● What you have to do
Reproduce the entries below verbatim, from the line containing "man's face, giving" to the line containing "the curtain, giving", including both of those lines and nothing else.

● Supplied material
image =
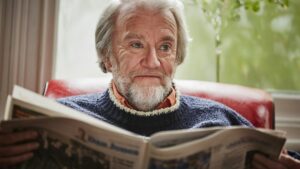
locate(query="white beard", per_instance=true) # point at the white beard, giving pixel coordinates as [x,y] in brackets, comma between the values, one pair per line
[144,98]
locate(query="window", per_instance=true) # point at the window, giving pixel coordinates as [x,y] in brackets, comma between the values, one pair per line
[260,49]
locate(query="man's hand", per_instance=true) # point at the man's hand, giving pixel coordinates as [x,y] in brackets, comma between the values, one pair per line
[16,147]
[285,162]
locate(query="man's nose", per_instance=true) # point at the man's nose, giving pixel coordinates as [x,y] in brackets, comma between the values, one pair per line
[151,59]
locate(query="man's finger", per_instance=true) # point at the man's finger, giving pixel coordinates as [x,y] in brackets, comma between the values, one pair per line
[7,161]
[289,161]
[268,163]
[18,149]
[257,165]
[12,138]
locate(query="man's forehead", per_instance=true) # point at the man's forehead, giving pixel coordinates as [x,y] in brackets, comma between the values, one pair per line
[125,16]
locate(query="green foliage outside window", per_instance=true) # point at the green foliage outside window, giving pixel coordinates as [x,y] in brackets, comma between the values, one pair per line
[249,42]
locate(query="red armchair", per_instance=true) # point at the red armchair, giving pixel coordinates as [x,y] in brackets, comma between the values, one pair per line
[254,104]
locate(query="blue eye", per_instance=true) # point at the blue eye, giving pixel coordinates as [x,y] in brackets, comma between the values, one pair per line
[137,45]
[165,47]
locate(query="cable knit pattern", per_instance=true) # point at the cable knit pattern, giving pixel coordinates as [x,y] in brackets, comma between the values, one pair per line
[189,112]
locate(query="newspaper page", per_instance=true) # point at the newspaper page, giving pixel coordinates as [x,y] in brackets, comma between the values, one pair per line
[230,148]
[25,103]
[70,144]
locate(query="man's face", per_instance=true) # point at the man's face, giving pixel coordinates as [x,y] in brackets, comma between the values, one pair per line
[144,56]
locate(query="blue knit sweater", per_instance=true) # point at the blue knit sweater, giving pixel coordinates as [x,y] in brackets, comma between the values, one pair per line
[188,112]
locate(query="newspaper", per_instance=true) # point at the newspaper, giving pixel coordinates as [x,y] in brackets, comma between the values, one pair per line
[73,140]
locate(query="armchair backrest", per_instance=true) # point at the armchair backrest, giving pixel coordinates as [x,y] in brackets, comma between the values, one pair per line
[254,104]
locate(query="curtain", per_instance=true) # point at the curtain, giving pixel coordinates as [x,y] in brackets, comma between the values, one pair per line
...
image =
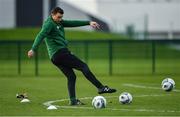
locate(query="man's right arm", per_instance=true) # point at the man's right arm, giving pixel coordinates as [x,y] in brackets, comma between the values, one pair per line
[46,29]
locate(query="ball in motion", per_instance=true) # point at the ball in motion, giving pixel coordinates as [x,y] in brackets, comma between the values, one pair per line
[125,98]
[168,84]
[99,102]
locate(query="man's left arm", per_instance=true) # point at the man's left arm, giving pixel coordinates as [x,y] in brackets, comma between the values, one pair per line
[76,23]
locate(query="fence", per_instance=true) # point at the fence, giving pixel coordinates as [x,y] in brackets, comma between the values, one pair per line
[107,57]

● Task answer
locate(query="man's face", per_instance=true) # point at the man's face, giving pixel coordinates as [x,y] in brackets, comma between the values, one pair per line
[144,56]
locate(query="blue knit sweater", per_instance=true) # point at the blue knit sweater, giving pixel coordinates as [x,y] in brackets, comma between the values, one pair per line
[188,112]
locate(query="newspaper", per_instance=true) # point at the newspaper, giving pixel coordinates as [x,y] in brackets, comma between the values, one pair per line
[73,140]
locate(query="armchair backrest", per_instance=true) # point at the armchair backrest, giving pixel coordinates as [x,y] in brackets, comma between the values, one pair per line
[254,104]
locate(query="curtain", per_instance=true) # point at the curtain, giving pixel coordinates as [x,y] in brackets, comma between the values, one pair per line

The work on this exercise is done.